--- EXERCISE A ---
Answer these questions from the essay about the mother's cancer, marking each answer (i), (ii), (iii) to match:
(i) How old was the writer when the mother died?
(ii) To which hospital did the family first take her?
(iii) Where was she air-lifted a few days later?
--- EXERCISE B ---
Copy the passage of the essay about the mother's cancer starting with "It all started" and going on through "months to live.".
--- EXERCISE C ---
Proceed with the essay about the mother's cancer, picking up right after its last sentence.

--- EXCERPTED TEXT ---
* * * * * * *

Wednesday, September 3, 2008

Writing one

Michelle Snavely
August 25, 2008
Mr. Siegmund
Lit/Comp 10
In All My Life Experiences…


In all my life experiences, I would have to say that the most meaningful and important event would be the death of my mom. It was a very traumatic experience but it shaped me into the strong person I am today. I was nine when she died, and my brother was five. So after a while the memory of her begins to fade. That is probably the hardest part for me.
It all started in October of 2001. My mom got very sick so my family and I took her to Fayette Community Hospital, expecting her to have pneumonia. When we got there they said they had to run some tests and that she would have to stay over night. I remember the nurse telling my brother and me that we had nothing to worry about and that it was just procedure. The doctor said “She was going to be fine.” The next day, the doctors found that she had blood clots in her left foot, so she would have to stay a few more nights for more tests. Right away they discovered she had lung cancer, which had already spread to her stomach and other organs. The doctor told her, she had two to three months to live.
Despite her slim chances of survival, she was put on chemotherapy and extreme doses of medication. The cancer began to spread like wild fire. My mom felt a strong discomfort at Fayette Community and toward the doctors. They were just rude with the way they told her that she probably wasn’t going to live much longer and they kind of ignored her. Don’t get me wrong, they did their job; my mom just felt that they didn’t care if she lived or died and because she was so sick they were not giving her their full attention. A few days later, she was air-lifted to Emory Crawford Long Hospital in downtown Atlanta. Here the doctors were nicer and more respectful toward my mother and family. The treatment went on, but her symptoms only seemed to get worse. She was in a lot of pain and her cancer was spreading faster and faster. After a while the blood clot in her foot caused swelling and soon it was three times the size of her other foot. Aside from the size, her foot had turned black, blue, and purple. Blisters began to appear and I couldn’t look at her foot anymore without throwing up.

* * * * * * *

--- RECORD EXCERPTS ---
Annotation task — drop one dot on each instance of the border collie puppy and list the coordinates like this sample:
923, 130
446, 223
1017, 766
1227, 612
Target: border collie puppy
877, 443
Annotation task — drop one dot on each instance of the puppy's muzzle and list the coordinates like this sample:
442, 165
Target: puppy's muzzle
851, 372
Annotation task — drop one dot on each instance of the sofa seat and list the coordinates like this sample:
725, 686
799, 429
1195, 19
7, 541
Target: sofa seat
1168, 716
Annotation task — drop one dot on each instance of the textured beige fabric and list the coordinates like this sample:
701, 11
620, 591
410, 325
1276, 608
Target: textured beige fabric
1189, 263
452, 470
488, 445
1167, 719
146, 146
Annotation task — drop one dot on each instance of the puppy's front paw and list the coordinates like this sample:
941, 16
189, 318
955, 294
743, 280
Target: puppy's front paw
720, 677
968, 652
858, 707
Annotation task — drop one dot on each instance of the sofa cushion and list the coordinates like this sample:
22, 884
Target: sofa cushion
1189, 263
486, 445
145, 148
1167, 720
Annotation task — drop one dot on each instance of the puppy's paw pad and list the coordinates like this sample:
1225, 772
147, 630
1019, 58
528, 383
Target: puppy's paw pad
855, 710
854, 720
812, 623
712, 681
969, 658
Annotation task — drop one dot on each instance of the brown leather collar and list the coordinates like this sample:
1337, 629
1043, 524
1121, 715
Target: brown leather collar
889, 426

* * * * * * *

--- EXPECTED ANSWER A ---
(i) Nine.
(ii) Fayette Community Hospital.
(iii) Emory Crawford Long Hospital in downtown Atlanta.

--- EXPECTED ANSWER B ---
It all started in October of 2001. My mom got very sick so my family and I took her to Fayette Community Hospital, expecting her to have pneumonia. When we got there they said they had to run some tests and that she would have to stay over night. I remember the nurse telling my brother and me that we had nothing to worry about and that it was just procedure. The doctor said “She was going to be fine.” The next day, the doctors found that she had blood clots in her left foot, so she would have to stay a few more nights for more tests. Right away they discovered she had lung cancer, which had already spread to her stomach and other organs. The doctor told her, she had two to three months to live.

--- EXPECTED ANSWER C ---
When March rolled around her cancer had spread to every possible organ in her body. Knowing that her fate was soon to come, the doctor granted her wish of letting her come home for my tenth birthday. She was pretty boring by this time, always in pain and always drugged up. On March eighth my dad finally went back to work and my brother went back to day care so it was just my mom and I at the house alone. Being only nine I was tired of sitting at the house with my mom, so I tried to leave. We got into a big fight and all the sudden, she stopped moving. I got scared, so I went to play at my friend Katie’s house. About two hours later I got a call saying I needed to come home because my mom was extremely sick and getting worse. When I got back to my house, my dad was already on the phone with the hospital.
Later on, I found out she had suffered from a stroke while we were fighting. It hurt to know that I could have done something to save her but I was too wrapped up in my own feelings to realize what was really going on. I went to see her in the hospital once after that and she didn’t remember who I was. She couldn’t talk either; it was almost like she was a new born baby. She was confused at the world and her whole memory was completely wiped out.
She died three days after that on March 11th, 2002. This whole experience scared me for life and will be an event I will never understand. The thing that hurts me the most is the last words I said to her as my mother and not as this “new born” were “I hate you.” We later found the cause of the stroke was the blood clot. It turns out the blood clot had shot to her brain, this caused new tumors, aside from the ones that were already there from the cancer. This shaped me into a person that learned to take responsibility for my family and friends. It also taught me to never get too attached to the point where I love them with all my heart.